● **Reading text**:

Affinity propagation clustering
AP_affinity_propagation(
data,
p,
maxits = 1000,
convits = 100,
dampfact = 0.9,
details = FALSE,
nonoise = 0,
time = FALSE
)
a matrix. Either a similarity matrix (where number of rows equal to number of columns) or a 3-dimensional matrix where the 1st, 2nd and 3rd column correspond to (i-index, j-index, value) triplet of a similarity matrix.
a numeric vector of size 1 or size equal to the number of rows of the input matrix. See the details section for more information.
a numeric value specifying the maximum number of iterations (defaults to 1000)
a numeric value. If the estimated exemplars stay fixed for convits iterations, the affinity propagation algorithm terminates early (defaults to 100)
a float number specifying the update equation damping level in [0.5, 1). Higher values correspond to heavy damping, which may be needed if oscillations occur (defaults to 0.9)
a boolean specifying if details should be printed in the console
a float number. The affinity propagation algorithm adds a small amount of noise to data to prevent degenerate cases; this disables that.
a boolean. If TRUE then the elapsed time will be printed in the console.
The affinity propagation algorithm automatically determines the number of clusters based on the input preference p, a real-valued N-vector. p(i) indicates the preference that data point i be chosen as an exemplar. Often a good choice is to set all preferences to median(data). The number of clusters identified can be adjusted by changing this value accordingly. If p is a scalar, assumes all preferences are that shared value.

● **Stated goal a**:
Reproduce verbatim the passage of the affinity propagation documentation that opens with the words containing "Affinity propagation clustering" and closes with "a similarity matrix.".

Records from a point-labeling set
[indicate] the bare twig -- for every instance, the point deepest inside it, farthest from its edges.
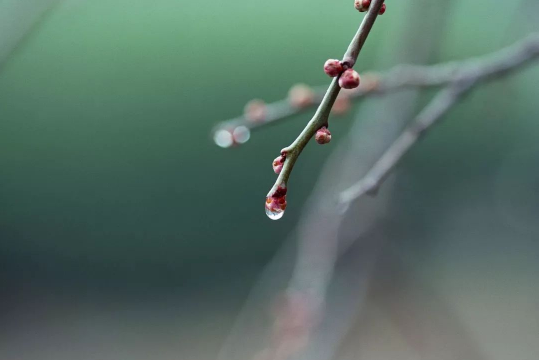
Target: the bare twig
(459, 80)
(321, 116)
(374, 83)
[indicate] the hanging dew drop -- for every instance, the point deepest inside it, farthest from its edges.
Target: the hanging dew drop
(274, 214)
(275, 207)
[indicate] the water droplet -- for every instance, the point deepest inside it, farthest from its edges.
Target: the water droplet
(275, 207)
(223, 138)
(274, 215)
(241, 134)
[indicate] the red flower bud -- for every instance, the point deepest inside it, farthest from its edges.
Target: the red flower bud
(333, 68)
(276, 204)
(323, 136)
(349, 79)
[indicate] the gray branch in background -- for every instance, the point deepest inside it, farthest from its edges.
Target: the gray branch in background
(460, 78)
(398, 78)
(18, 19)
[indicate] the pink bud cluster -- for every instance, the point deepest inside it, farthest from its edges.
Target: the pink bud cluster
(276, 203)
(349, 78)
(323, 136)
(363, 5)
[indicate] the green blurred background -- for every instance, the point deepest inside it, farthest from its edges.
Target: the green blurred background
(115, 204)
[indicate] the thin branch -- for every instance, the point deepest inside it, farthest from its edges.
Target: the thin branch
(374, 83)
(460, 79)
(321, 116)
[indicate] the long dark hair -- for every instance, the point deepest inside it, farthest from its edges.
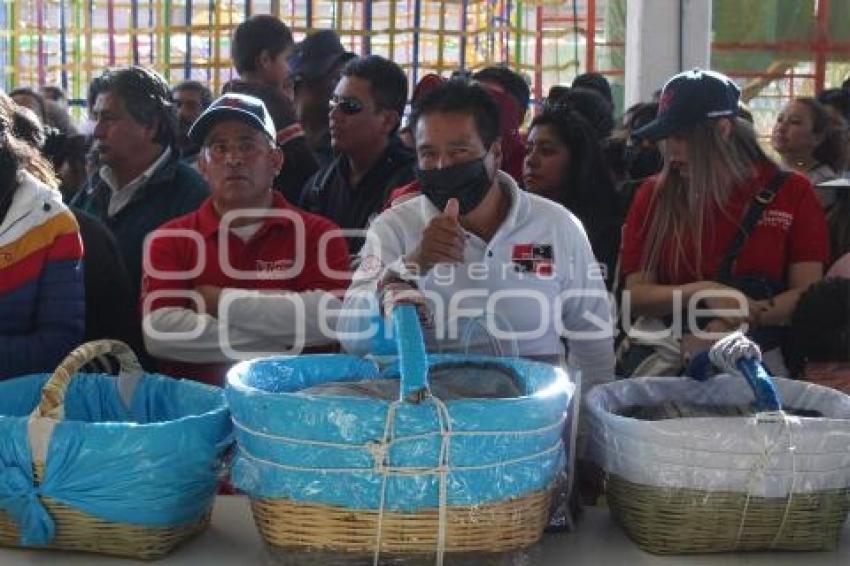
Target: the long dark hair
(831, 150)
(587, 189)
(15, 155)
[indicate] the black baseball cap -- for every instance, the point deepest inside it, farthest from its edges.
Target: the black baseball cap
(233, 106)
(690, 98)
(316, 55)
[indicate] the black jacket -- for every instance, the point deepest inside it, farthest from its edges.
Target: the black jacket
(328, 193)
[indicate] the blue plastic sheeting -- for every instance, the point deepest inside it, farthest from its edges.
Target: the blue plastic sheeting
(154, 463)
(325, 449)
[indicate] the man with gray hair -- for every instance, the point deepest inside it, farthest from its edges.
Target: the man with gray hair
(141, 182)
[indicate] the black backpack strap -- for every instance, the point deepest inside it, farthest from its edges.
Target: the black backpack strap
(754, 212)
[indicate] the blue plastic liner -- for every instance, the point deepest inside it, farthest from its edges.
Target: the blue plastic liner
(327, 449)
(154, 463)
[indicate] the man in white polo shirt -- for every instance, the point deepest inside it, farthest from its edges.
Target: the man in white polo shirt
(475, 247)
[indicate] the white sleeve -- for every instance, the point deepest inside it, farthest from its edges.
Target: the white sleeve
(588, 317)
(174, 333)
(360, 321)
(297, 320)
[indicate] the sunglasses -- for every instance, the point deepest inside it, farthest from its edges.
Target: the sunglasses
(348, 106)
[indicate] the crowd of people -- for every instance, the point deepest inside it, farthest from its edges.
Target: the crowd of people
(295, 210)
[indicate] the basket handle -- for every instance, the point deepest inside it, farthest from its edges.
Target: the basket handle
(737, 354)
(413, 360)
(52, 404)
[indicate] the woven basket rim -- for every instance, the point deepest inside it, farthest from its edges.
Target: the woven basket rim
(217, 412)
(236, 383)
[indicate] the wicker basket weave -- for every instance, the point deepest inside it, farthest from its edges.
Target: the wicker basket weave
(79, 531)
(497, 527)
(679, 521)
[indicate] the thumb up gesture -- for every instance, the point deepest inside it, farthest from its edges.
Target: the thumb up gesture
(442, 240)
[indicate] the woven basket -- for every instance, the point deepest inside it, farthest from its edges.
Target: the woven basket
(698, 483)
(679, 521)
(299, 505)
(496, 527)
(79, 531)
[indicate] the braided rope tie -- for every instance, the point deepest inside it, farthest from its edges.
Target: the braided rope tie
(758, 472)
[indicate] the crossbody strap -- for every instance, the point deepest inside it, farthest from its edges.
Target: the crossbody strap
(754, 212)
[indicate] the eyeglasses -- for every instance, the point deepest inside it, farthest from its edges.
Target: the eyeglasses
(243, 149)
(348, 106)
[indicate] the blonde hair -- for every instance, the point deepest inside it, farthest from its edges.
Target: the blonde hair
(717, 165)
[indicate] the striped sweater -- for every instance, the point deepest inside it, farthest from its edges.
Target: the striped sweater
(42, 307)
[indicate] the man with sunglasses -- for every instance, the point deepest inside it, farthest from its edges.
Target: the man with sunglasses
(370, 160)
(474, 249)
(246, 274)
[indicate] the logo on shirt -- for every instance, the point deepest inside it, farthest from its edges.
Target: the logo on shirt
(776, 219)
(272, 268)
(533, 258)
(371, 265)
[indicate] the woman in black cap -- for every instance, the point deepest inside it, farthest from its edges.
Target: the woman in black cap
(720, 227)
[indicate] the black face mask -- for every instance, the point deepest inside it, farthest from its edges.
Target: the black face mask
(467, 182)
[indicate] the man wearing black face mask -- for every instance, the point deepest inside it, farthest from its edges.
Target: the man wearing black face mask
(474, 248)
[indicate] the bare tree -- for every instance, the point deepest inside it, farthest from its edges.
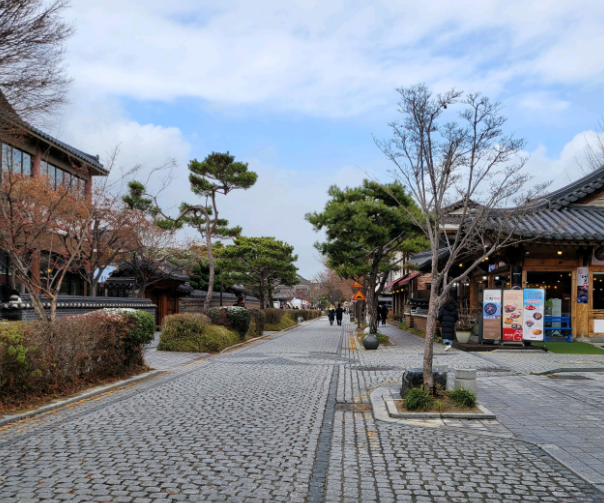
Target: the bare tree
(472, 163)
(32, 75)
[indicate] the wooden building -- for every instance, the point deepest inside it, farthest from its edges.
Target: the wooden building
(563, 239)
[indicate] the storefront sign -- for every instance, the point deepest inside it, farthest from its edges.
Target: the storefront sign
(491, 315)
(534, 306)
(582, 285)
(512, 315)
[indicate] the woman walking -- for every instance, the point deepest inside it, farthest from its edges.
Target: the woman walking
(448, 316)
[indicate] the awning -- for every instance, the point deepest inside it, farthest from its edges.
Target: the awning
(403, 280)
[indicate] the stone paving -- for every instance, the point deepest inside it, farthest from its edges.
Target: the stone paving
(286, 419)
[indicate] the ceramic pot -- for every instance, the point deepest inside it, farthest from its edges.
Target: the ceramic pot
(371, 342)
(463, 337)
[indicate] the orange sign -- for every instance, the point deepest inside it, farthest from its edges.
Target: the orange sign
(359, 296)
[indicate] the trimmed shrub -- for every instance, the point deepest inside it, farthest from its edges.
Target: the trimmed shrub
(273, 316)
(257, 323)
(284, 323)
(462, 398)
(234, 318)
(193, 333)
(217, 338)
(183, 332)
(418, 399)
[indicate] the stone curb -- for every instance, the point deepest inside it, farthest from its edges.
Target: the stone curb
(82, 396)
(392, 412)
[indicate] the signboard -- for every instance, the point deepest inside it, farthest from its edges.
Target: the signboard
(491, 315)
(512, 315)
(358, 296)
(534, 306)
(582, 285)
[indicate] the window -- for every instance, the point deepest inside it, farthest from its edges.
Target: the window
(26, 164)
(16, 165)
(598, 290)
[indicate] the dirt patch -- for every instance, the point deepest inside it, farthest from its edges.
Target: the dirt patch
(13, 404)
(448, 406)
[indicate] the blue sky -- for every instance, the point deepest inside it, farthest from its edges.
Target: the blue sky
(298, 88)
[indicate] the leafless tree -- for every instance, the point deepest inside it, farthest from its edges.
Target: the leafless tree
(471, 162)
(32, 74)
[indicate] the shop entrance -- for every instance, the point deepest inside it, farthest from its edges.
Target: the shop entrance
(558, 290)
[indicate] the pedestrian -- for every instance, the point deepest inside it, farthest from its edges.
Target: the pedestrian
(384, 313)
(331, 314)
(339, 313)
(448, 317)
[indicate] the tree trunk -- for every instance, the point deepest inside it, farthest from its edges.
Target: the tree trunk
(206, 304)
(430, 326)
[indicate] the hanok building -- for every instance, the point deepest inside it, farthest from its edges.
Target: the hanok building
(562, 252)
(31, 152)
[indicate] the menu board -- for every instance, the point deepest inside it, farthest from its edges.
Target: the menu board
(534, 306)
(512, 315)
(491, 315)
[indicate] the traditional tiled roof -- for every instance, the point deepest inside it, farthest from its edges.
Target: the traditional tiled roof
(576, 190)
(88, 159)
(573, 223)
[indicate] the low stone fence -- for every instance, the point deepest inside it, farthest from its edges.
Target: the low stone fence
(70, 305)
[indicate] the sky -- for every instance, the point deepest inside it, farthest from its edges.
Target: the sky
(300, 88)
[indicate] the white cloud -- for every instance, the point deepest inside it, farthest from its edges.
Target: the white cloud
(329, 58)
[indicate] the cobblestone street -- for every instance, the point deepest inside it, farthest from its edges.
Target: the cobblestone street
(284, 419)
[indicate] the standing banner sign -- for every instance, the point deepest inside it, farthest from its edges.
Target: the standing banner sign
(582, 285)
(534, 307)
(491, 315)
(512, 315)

● **Stated goal b**:
State how many lines of the listing contain the string "standing", treating uppercase and lowercase as different, and give only the number.

● **Expected answer a**:
Affinity propagation clustering
AP_affinity_propagation(
data,
p,
maxits = 1000,
convits = 100,
dampfact = 0.9,
details = FALSE,
nonoise = 0,
time = FALSE
)
a matrix. Either a similarity matrix (where number of rows equal to number of columns) or a 3-dimensional matrix where the 1st, 2nd and 3rd column correspond to (i-index, j-index, value) triplet of a similarity matrix.

● **Expected answer b**:
2